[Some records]
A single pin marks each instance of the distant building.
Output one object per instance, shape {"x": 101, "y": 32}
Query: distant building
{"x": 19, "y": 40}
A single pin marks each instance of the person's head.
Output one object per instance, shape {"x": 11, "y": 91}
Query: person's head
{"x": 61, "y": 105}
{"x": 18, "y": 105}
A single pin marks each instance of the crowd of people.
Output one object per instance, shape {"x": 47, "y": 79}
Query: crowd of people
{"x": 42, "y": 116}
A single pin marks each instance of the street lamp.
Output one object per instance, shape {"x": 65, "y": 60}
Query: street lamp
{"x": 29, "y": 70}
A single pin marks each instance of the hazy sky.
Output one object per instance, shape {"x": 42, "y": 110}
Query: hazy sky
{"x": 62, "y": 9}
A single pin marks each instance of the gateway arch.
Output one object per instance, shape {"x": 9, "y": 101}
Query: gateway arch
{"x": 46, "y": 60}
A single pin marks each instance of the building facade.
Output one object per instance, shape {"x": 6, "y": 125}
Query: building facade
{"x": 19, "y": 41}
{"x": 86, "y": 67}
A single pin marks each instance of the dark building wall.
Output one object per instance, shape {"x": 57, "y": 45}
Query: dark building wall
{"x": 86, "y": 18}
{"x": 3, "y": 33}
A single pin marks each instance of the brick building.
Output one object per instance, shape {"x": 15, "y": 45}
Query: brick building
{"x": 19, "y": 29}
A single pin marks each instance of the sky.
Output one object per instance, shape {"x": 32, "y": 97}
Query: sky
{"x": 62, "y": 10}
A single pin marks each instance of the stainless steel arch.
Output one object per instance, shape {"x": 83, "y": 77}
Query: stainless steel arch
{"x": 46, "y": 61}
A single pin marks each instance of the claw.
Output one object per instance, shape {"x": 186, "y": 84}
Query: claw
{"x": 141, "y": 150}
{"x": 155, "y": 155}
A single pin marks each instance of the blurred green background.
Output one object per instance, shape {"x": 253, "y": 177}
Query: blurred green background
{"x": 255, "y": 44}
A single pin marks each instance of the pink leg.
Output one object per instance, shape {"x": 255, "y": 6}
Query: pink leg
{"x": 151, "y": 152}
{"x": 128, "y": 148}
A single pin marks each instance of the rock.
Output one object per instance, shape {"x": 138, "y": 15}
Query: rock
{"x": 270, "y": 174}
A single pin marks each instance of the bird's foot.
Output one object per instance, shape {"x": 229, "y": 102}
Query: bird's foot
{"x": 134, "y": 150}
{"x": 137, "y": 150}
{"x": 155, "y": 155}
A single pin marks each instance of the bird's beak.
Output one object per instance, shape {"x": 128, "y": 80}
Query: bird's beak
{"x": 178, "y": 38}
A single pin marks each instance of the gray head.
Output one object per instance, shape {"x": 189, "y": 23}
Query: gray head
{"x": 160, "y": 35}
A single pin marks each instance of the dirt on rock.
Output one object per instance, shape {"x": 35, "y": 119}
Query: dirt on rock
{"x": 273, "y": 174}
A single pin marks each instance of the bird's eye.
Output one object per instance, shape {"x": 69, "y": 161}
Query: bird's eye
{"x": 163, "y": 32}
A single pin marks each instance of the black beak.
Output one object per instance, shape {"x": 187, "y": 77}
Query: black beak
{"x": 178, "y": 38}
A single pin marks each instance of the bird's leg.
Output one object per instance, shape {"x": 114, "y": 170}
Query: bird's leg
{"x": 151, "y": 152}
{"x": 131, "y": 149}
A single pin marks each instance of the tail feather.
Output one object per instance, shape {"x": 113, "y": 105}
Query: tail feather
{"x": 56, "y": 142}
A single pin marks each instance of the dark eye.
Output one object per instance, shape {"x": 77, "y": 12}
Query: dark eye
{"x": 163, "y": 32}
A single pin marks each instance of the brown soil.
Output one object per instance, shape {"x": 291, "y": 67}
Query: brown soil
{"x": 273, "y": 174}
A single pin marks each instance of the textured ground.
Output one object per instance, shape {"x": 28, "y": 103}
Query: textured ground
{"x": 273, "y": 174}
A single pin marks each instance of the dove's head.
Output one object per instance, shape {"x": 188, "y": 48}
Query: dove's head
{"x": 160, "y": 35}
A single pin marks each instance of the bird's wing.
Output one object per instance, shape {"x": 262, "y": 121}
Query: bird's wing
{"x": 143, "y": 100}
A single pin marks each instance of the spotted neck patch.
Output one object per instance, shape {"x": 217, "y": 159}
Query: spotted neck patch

§ Short exercise: Copy out each line exactly.

§ The solution:
A single pin marks each instance of the distant building.
Output one object per instance, shape {"x": 101, "y": 32}
Query: distant building
{"x": 19, "y": 40}
A single pin marks each instance of the person's head.
Output one object per instance, shape {"x": 11, "y": 91}
Query: person's head
{"x": 61, "y": 105}
{"x": 18, "y": 105}
A single pin marks each instance of the crowd of people.
Output one object per instance, shape {"x": 47, "y": 79}
Query: crowd of people
{"x": 42, "y": 116}
A single pin marks each instance of the street lamp.
Output one object per instance, shape {"x": 65, "y": 60}
Query: street lamp
{"x": 29, "y": 70}
A single pin marks each instance of the hazy sky.
Output one object per instance, shape {"x": 42, "y": 110}
Query: hazy sky
{"x": 62, "y": 9}
A single pin marks each instance of the gateway arch.
Output one object per instance, shape {"x": 9, "y": 101}
Query: gateway arch
{"x": 46, "y": 60}
A single pin marks each instance of the building facade.
Output one object per instance, shape {"x": 6, "y": 125}
Query: building facade
{"x": 19, "y": 41}
{"x": 86, "y": 67}
A single pin marks each instance of the dark building wall.
Output one object per instance, shape {"x": 57, "y": 45}
Query: dark building wall
{"x": 86, "y": 18}
{"x": 3, "y": 33}
A single pin marks each instance of the brick building.
Output one object per instance, shape {"x": 15, "y": 45}
Query: brick building
{"x": 19, "y": 29}
A single pin marks each instance of the sky.
Output one object per instance, shape {"x": 32, "y": 97}
Query: sky
{"x": 62, "y": 10}
A single pin marks each instance of the stainless steel arch.
Output one object per instance, shape {"x": 83, "y": 77}
Query: stainless steel arch
{"x": 46, "y": 61}
A single pin marks each instance of the claw.
Output one object per instance, shape {"x": 186, "y": 84}
Query: claw
{"x": 141, "y": 150}
{"x": 155, "y": 155}
A single pin marks each instance of the blurred green background.
Output one object per instance, shape {"x": 253, "y": 177}
Query: blurred green background
{"x": 255, "y": 44}
A single pin marks each instance of the pink leg.
Output one object per instance, shape {"x": 255, "y": 6}
Query: pink leg
{"x": 151, "y": 152}
{"x": 128, "y": 148}
A single pin marks each instance of the rock.
Output one object per instance, shape {"x": 138, "y": 15}
Query: rock
{"x": 270, "y": 174}
A single pin marks each instance of the bird's foot.
Output one object per instance, shape {"x": 229, "y": 102}
Query: bird's foot
{"x": 134, "y": 150}
{"x": 137, "y": 150}
{"x": 155, "y": 155}
A single pin marks each instance of the bird's beak.
Output one object per instance, shape {"x": 128, "y": 80}
Query: bird's beak
{"x": 178, "y": 38}
A single pin marks each instance of the gray head.
Output one object per instance, shape {"x": 189, "y": 23}
Query: gray head
{"x": 160, "y": 35}
A single pin marks each instance of the dirt on rock.
Output one object per instance, shape {"x": 35, "y": 119}
Query: dirt on rock
{"x": 273, "y": 174}
A single pin marks each instance of the bird's eye.
Output one object per instance, shape {"x": 69, "y": 161}
Query: bird's eye
{"x": 163, "y": 32}
A single pin marks each instance of the black beak.
Output one object per instance, shape {"x": 187, "y": 77}
Query: black beak
{"x": 178, "y": 38}
A single pin marks each instance of the bird's leg.
Output one object per instance, shape {"x": 114, "y": 170}
Query: bird's leg
{"x": 151, "y": 152}
{"x": 131, "y": 149}
A single pin marks each instance of the tail feather.
Output one object per instance, shape {"x": 113, "y": 105}
Query: tail feather
{"x": 56, "y": 142}
A single pin marks each instance of the dark eye.
Output one object per instance, shape {"x": 77, "y": 12}
Query: dark eye
{"x": 163, "y": 32}
A single pin marks each instance of the brown soil.
Output one object per instance, shape {"x": 291, "y": 67}
Query: brown soil
{"x": 273, "y": 174}
A single pin marks each instance of the textured ground.
Output one object per instance, shape {"x": 28, "y": 103}
Query: textured ground
{"x": 273, "y": 174}
A single pin marks each instance of the dove's head.
Output one object per instance, shape {"x": 188, "y": 48}
Query: dove's head
{"x": 160, "y": 35}
A single pin marks each instance of the bird's wing.
Output one object per instance, shape {"x": 262, "y": 121}
Query: bird's wing
{"x": 143, "y": 100}
A single pin marks each instance of the spotted neck patch.
Output one object per instance, shape {"x": 217, "y": 159}
Query: spotted neck patch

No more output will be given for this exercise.